--- start ---

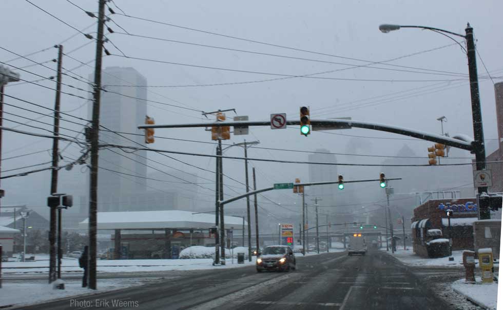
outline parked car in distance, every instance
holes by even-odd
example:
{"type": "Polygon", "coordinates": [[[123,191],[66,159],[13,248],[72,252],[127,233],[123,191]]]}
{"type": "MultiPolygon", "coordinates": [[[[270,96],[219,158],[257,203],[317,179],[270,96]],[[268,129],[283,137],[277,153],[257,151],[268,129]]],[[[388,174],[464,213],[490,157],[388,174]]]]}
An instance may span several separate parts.
{"type": "Polygon", "coordinates": [[[82,255],[82,251],[74,251],[72,252],[70,252],[66,255],[67,257],[72,257],[73,258],[79,258],[81,255],[82,255]]]}
{"type": "Polygon", "coordinates": [[[289,246],[270,245],[257,258],[257,272],[264,270],[289,271],[296,267],[295,256],[289,246]]]}

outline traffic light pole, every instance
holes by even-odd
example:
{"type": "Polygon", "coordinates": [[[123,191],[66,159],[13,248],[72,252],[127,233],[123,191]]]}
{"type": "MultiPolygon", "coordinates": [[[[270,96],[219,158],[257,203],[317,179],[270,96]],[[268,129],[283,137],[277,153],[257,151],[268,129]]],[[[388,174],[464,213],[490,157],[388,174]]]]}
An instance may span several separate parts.
{"type": "Polygon", "coordinates": [[[302,254],[305,256],[305,200],[302,191],[302,254]]]}
{"type": "MultiPolygon", "coordinates": [[[[57,74],[56,78],[56,98],[54,102],[54,135],[57,136],[60,133],[60,102],[61,97],[61,67],[62,59],[63,58],[63,46],[58,46],[57,51],[57,74]]],[[[52,139],[52,162],[51,165],[53,167],[57,167],[57,162],[59,159],[59,154],[58,153],[58,142],[59,139],[54,138],[52,139]]],[[[53,195],[57,192],[57,170],[51,170],[51,193],[50,195],[53,195]]],[[[61,217],[61,212],[58,213],[59,217],[61,217]]],[[[56,209],[51,208],[49,215],[49,283],[52,283],[56,280],[56,274],[58,279],[61,278],[61,259],[60,258],[59,251],[56,251],[56,209]],[[56,255],[57,256],[57,266],[58,269],[56,272],[56,255]]],[[[58,221],[61,221],[59,219],[58,221]]],[[[59,243],[61,241],[61,230],[57,230],[57,240],[59,243]]]]}
{"type": "MultiPolygon", "coordinates": [[[[257,191],[257,183],[255,181],[255,167],[253,168],[253,190],[257,191]]],[[[247,193],[249,194],[249,193],[247,193]]],[[[260,252],[260,247],[259,246],[259,212],[257,210],[257,194],[256,193],[254,197],[254,204],[255,207],[255,239],[257,242],[257,253],[260,252]]]]}
{"type": "MultiPolygon", "coordinates": [[[[250,191],[248,183],[248,152],[246,150],[246,140],[244,140],[244,173],[246,178],[246,193],[250,191]]],[[[250,196],[246,196],[246,216],[248,217],[248,260],[252,261],[252,223],[250,220],[250,196]]],[[[244,246],[244,231],[243,231],[243,246],[244,246]]],[[[258,249],[257,249],[258,251],[258,249]]]]}
{"type": "MultiPolygon", "coordinates": [[[[217,146],[217,155],[220,155],[220,148],[219,146],[217,146]]],[[[220,164],[220,160],[218,158],[215,158],[215,162],[216,163],[216,168],[215,168],[215,227],[217,228],[217,231],[215,234],[215,264],[217,264],[220,263],[220,252],[219,252],[219,245],[220,244],[219,234],[218,234],[218,224],[220,222],[219,217],[220,216],[220,205],[219,203],[220,200],[220,194],[219,193],[219,190],[220,190],[219,183],[220,181],[220,178],[219,175],[219,172],[220,170],[219,169],[219,166],[220,164]]]]}
{"type": "Polygon", "coordinates": [[[91,176],[89,185],[89,282],[88,287],[96,290],[96,234],[98,213],[98,138],[100,130],[100,103],[101,94],[101,66],[103,51],[103,27],[105,0],[99,0],[98,37],[96,39],[96,64],[94,66],[92,127],[91,131],[91,176]]]}

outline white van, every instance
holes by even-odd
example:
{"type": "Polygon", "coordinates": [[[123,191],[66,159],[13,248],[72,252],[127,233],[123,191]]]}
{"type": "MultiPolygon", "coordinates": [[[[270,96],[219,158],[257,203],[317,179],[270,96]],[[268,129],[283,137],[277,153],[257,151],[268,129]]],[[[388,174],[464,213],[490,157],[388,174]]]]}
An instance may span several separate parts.
{"type": "Polygon", "coordinates": [[[347,255],[361,254],[364,255],[367,253],[367,245],[365,237],[361,233],[353,234],[349,236],[349,244],[347,246],[347,255]]]}

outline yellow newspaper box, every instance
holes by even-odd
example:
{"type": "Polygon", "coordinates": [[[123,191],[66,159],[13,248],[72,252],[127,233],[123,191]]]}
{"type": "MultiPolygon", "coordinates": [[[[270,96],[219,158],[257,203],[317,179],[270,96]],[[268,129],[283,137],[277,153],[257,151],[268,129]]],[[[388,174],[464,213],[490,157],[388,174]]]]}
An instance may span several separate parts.
{"type": "Polygon", "coordinates": [[[479,249],[478,263],[482,273],[482,283],[493,282],[493,250],[491,248],[479,249]]]}

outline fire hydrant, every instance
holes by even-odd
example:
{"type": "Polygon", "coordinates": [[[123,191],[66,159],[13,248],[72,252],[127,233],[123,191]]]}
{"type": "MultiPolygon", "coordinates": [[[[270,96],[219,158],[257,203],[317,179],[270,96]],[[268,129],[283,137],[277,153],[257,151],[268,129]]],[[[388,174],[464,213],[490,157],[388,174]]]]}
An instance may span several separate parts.
{"type": "Polygon", "coordinates": [[[479,249],[478,252],[482,282],[493,283],[493,250],[490,247],[479,249]]]}
{"type": "Polygon", "coordinates": [[[466,272],[465,280],[468,282],[475,282],[475,253],[466,250],[463,251],[463,265],[466,272]]]}

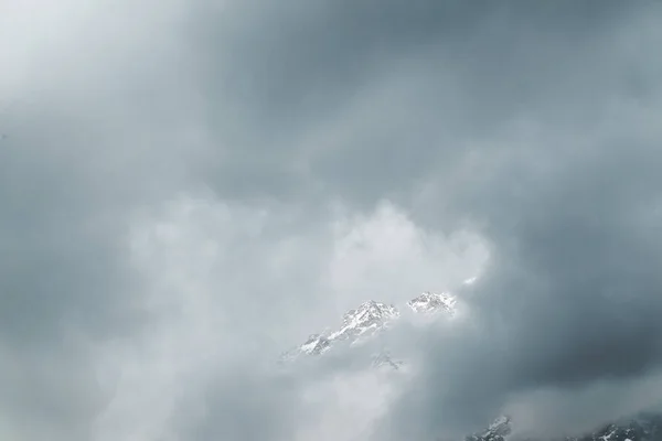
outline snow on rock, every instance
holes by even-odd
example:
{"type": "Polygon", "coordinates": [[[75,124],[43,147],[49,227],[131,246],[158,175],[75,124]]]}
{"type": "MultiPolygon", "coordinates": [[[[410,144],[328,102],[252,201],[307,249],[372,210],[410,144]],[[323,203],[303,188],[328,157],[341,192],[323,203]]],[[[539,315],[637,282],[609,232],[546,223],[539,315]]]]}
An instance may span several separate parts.
{"type": "Polygon", "coordinates": [[[446,311],[453,314],[456,311],[456,298],[447,292],[436,294],[433,292],[424,292],[416,299],[409,300],[407,305],[414,312],[423,314],[434,314],[439,311],[446,311]]]}

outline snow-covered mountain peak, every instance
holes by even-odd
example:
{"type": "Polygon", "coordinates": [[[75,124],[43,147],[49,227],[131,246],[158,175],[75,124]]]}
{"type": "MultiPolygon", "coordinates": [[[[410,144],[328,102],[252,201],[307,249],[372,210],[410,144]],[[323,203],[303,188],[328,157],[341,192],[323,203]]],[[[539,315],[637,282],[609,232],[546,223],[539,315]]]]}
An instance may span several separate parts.
{"type": "Polygon", "coordinates": [[[393,304],[370,300],[355,310],[346,312],[342,318],[342,327],[329,335],[329,340],[354,340],[369,332],[381,330],[389,321],[399,316],[393,304]]]}
{"type": "Polygon", "coordinates": [[[456,298],[447,292],[440,294],[434,292],[424,292],[416,299],[409,300],[407,305],[417,313],[431,314],[439,311],[447,311],[453,314],[456,311],[456,298]]]}

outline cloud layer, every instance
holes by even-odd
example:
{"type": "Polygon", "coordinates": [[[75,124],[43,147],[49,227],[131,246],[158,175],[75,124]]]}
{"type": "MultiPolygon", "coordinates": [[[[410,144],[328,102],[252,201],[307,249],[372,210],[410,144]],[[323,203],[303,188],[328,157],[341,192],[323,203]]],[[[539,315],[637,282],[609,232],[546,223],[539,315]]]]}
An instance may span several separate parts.
{"type": "Polygon", "coordinates": [[[4,3],[0,438],[560,435],[659,405],[655,2],[4,3]],[[269,370],[477,272],[467,320],[394,337],[410,381],[269,370]]]}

--- end ---

## What you are asked to do:
Please lay out the stretch from the line containing "outline cloud layer, every instance" through the end of the records as a two-column CSV with the headers record_text and answer. Give one row per record, with each value in a single quoted field and line breaks replaced by spaces.

## The output:
record_text,answer
"outline cloud layer, every instance holes by even-odd example: {""type"": ""Polygon"", ""coordinates"": [[[75,124],[43,147],[49,227],[131,246],[158,175],[75,124]]]} {""type"": ""MultiPolygon"", ""coordinates"": [[[[410,144],[328,102],[252,201],[307,249],[372,210],[410,144]],[[323,203],[303,188],[328,157],[341,192],[323,203]]],[[[539,315],[637,282],[609,232],[546,223],[539,315]]]]} An instance may span several separate parts.","{""type"": ""Polygon"", ""coordinates"": [[[4,3],[0,438],[560,435],[659,405],[655,2],[4,3]],[[269,370],[477,272],[467,320],[394,337],[410,381],[269,370]]]}"